▸ TASK TO COMPLETE:
Below are several records. Retype exactly those lines running from the one with "box: [221, 349, 238, 360]" through the one with "241L164 253L156 265L160", end lines included, and no others.

▸ DATASET ENTRIES:
================

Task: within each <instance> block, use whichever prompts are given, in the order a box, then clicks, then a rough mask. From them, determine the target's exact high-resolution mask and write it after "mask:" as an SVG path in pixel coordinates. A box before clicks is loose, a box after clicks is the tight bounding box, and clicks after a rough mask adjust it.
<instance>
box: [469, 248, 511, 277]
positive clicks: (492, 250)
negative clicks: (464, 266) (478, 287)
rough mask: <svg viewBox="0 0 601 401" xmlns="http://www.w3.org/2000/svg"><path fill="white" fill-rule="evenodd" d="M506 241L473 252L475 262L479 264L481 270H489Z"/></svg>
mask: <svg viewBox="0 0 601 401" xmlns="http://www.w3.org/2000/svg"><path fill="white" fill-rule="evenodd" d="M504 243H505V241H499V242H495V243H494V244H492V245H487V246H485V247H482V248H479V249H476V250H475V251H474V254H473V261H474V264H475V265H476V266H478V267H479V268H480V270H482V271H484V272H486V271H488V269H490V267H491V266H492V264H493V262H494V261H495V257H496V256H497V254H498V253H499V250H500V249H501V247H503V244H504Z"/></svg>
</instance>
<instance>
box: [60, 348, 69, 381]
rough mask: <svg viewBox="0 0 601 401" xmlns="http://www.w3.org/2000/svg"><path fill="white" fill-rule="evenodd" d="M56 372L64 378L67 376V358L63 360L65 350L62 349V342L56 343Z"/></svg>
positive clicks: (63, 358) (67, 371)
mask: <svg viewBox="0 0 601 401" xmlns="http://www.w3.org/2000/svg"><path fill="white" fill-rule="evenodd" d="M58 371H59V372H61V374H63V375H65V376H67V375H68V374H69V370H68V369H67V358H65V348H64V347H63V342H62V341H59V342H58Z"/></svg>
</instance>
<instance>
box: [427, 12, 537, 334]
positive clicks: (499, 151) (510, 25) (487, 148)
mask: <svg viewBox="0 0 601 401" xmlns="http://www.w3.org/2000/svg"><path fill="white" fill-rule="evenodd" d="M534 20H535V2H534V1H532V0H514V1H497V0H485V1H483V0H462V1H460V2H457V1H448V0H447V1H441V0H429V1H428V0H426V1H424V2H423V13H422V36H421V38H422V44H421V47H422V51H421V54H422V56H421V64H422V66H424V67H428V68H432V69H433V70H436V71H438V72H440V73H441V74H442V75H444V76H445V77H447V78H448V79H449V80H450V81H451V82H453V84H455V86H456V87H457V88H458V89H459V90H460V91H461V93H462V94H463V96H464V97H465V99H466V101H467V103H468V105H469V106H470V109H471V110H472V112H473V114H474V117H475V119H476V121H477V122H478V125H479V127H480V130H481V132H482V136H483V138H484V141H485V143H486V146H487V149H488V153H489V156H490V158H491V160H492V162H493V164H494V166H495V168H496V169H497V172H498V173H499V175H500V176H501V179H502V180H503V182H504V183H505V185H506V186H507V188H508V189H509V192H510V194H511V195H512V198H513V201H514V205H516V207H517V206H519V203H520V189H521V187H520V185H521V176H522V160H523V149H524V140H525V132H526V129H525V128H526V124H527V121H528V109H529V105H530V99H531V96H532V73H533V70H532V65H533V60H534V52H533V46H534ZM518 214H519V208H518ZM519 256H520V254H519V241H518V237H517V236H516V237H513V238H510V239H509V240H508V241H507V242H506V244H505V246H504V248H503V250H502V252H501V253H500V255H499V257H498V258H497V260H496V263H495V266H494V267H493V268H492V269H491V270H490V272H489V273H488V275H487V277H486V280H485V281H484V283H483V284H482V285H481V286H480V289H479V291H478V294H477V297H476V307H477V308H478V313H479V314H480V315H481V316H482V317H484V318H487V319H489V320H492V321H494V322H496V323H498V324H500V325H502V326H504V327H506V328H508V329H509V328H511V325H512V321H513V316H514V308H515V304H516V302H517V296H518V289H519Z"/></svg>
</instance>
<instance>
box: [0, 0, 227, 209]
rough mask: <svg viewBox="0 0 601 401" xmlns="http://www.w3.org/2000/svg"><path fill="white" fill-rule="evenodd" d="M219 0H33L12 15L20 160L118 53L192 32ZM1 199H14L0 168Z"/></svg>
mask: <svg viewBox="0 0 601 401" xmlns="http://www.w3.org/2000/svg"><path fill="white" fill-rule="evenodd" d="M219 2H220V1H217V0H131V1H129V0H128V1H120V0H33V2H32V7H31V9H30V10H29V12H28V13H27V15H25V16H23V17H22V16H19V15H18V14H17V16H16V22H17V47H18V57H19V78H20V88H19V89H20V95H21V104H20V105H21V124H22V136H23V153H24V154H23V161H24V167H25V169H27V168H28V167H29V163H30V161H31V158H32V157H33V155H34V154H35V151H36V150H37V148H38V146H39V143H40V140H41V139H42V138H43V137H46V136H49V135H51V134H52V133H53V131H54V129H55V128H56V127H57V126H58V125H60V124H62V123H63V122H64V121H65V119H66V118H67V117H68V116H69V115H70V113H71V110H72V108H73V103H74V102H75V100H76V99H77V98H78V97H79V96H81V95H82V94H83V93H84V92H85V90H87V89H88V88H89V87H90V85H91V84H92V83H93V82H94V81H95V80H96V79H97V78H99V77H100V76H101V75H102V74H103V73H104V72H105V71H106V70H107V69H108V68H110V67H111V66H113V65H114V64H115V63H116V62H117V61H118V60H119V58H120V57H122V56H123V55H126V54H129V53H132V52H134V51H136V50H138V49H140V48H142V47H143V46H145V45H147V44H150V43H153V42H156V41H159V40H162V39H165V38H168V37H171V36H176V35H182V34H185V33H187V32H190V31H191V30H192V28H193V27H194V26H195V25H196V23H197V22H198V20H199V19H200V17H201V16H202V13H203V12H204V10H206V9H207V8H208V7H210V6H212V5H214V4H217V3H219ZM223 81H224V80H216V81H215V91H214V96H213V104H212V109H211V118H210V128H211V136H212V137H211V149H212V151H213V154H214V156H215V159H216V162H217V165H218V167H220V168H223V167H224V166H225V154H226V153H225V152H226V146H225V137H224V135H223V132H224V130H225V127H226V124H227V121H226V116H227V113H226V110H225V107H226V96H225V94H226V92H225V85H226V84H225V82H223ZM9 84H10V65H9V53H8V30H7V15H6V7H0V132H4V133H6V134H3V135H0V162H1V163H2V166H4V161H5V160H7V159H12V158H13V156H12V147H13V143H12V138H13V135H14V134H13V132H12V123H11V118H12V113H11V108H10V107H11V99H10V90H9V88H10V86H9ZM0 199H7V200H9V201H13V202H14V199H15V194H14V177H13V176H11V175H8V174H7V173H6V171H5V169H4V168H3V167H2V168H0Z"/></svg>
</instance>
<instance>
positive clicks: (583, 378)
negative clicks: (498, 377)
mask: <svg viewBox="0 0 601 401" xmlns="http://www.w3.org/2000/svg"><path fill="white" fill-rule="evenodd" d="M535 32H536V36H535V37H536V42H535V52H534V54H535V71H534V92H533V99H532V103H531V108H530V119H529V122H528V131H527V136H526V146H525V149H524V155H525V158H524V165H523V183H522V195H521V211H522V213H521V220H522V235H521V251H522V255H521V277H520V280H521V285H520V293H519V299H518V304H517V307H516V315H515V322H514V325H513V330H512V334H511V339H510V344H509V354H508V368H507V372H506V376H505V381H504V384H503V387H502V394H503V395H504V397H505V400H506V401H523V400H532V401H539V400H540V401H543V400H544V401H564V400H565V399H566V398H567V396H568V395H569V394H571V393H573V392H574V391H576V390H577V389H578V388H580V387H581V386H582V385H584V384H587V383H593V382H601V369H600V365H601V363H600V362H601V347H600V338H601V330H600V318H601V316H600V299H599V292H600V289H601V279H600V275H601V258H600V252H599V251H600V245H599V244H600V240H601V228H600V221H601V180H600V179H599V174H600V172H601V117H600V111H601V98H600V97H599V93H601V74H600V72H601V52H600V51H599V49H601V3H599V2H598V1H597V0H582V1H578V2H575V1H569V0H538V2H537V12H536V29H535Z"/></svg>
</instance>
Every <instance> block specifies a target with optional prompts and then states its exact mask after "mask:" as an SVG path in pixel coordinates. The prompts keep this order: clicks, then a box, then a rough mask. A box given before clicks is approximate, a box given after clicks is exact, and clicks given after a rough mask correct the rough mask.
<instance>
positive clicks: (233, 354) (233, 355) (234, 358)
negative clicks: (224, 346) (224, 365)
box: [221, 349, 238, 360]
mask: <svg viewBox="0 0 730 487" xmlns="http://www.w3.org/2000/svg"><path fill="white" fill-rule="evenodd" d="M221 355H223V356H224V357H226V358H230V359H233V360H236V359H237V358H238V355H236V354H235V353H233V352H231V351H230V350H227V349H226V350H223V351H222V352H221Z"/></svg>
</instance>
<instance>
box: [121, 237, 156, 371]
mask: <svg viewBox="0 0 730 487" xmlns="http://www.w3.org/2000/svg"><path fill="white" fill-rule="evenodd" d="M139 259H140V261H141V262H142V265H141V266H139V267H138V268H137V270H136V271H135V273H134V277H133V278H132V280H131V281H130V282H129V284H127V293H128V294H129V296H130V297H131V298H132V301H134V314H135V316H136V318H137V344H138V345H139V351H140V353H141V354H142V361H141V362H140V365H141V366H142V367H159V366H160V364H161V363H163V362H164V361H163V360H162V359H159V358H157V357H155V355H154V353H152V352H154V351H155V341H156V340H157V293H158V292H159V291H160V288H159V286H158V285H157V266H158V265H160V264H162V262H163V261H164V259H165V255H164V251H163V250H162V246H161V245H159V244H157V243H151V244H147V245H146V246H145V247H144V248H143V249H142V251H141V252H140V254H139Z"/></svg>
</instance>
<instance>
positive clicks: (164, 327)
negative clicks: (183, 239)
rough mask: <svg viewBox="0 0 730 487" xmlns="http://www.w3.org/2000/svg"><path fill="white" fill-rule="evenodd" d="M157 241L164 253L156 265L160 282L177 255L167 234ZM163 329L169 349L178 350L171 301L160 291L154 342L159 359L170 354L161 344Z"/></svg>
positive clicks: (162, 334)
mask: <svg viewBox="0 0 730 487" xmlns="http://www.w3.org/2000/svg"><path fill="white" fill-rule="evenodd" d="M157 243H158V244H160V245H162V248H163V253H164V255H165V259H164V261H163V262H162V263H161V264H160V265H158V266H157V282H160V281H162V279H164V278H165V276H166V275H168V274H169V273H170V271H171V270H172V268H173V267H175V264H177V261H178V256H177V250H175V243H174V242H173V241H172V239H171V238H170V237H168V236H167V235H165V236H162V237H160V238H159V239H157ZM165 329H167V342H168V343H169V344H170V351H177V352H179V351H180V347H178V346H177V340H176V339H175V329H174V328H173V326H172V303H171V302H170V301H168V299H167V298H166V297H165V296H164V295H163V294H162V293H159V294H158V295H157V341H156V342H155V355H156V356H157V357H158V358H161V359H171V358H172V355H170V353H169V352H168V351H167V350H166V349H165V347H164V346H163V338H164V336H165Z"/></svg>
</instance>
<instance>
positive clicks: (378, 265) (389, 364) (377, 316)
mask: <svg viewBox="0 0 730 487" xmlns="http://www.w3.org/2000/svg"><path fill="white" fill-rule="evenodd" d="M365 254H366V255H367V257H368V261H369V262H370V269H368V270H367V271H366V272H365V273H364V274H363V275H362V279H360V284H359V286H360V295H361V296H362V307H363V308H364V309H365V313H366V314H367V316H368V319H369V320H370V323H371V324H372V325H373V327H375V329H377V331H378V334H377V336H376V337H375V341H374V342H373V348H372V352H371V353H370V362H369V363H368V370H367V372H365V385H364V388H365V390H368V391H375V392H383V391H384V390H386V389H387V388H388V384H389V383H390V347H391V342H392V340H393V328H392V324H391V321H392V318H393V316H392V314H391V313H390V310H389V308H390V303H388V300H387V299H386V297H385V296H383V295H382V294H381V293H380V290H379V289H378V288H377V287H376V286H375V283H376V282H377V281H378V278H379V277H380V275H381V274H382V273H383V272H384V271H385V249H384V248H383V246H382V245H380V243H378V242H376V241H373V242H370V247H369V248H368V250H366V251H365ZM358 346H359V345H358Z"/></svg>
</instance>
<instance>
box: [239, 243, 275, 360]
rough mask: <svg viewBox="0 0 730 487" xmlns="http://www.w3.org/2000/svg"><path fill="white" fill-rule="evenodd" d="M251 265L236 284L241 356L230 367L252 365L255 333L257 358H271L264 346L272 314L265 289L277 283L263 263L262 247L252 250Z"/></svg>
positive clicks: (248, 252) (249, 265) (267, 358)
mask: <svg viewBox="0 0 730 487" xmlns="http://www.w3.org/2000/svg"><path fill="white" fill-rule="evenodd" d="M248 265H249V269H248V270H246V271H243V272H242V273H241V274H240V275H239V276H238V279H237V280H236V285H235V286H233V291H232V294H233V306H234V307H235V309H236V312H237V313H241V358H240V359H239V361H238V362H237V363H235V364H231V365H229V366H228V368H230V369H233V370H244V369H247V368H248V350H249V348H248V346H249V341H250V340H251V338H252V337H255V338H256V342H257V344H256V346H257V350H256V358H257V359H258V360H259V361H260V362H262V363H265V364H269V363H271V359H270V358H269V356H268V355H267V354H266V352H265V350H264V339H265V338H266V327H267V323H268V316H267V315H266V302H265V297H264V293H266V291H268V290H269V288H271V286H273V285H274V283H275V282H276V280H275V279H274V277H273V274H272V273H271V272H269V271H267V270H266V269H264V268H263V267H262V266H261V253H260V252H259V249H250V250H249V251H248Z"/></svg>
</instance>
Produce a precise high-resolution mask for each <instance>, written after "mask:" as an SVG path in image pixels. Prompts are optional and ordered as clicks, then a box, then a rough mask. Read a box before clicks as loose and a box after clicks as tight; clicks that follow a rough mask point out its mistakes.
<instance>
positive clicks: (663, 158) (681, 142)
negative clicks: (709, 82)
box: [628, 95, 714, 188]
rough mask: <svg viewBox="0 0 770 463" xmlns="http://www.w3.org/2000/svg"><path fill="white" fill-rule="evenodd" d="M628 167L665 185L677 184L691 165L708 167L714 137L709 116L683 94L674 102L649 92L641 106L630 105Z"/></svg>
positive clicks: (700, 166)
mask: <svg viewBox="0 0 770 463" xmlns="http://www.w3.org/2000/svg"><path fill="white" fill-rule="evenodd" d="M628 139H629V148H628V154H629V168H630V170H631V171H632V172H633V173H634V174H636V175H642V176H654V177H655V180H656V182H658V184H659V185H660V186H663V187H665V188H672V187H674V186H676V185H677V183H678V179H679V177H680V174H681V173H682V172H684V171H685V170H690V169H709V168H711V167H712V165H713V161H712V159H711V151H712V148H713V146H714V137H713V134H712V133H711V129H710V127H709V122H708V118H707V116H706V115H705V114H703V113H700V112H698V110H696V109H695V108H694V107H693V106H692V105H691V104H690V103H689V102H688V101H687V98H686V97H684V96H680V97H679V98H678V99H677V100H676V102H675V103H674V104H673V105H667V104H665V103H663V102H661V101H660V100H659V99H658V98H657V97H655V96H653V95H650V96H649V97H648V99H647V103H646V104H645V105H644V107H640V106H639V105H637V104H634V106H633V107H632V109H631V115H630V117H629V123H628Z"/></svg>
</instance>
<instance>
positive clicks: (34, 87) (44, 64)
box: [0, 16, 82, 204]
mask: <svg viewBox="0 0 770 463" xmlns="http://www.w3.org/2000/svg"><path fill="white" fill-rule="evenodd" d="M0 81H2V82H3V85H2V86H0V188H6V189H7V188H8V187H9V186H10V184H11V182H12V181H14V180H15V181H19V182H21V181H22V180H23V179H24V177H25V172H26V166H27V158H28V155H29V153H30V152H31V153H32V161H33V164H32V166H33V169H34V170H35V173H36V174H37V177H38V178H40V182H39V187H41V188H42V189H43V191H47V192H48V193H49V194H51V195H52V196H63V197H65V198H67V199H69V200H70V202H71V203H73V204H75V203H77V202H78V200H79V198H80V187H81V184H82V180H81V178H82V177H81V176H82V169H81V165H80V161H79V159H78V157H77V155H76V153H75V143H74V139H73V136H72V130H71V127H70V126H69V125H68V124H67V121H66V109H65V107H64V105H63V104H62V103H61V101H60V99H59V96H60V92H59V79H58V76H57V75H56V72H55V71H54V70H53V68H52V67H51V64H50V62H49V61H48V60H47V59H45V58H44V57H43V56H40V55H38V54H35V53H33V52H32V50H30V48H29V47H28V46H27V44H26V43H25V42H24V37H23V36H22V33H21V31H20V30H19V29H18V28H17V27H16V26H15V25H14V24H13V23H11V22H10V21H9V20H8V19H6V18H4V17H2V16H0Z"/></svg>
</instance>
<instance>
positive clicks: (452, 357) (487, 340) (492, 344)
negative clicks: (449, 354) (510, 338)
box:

================

▸ THE ANSWER:
box: [221, 349, 238, 360]
mask: <svg viewBox="0 0 730 487" xmlns="http://www.w3.org/2000/svg"><path fill="white" fill-rule="evenodd" d="M221 355H223V356H224V357H226V358H230V359H233V360H236V359H237V358H238V355H236V354H235V353H233V352H231V351H230V350H227V349H226V350H223V351H222V352H221Z"/></svg>
</instance>
<instance>
box: [121, 237, 156, 371]
mask: <svg viewBox="0 0 730 487" xmlns="http://www.w3.org/2000/svg"><path fill="white" fill-rule="evenodd" d="M139 259H140V261H141V262H142V265H141V266H139V267H138V268H137V270H136V271H135V273H134V277H133V278H132V280H131V281H130V282H129V284H127V293H128V294H129V296H130V297H131V298H132V301H134V314H135V316H136V318H137V344H138V345H139V351H140V353H141V354H142V361H141V362H140V365H141V366H142V367H159V366H160V364H161V363H163V362H164V361H163V360H162V359H159V358H157V357H155V355H154V353H152V352H154V351H155V341H156V340H157V293H158V292H159V291H160V288H159V286H158V285H157V266H158V265H160V264H162V262H163V261H164V259H165V255H164V251H163V250H162V246H161V245H159V244H157V243H151V244H147V245H146V246H145V247H144V248H143V249H142V251H141V252H140V254H139Z"/></svg>
</instance>
<instance>
positive clicks: (164, 327)
negative clicks: (183, 239)
rough mask: <svg viewBox="0 0 730 487" xmlns="http://www.w3.org/2000/svg"><path fill="white" fill-rule="evenodd" d="M157 241L164 253L156 265L160 282L177 255L167 234ZM163 329L169 349L178 350L171 301L160 291L154 342L159 359L170 354L161 344Z"/></svg>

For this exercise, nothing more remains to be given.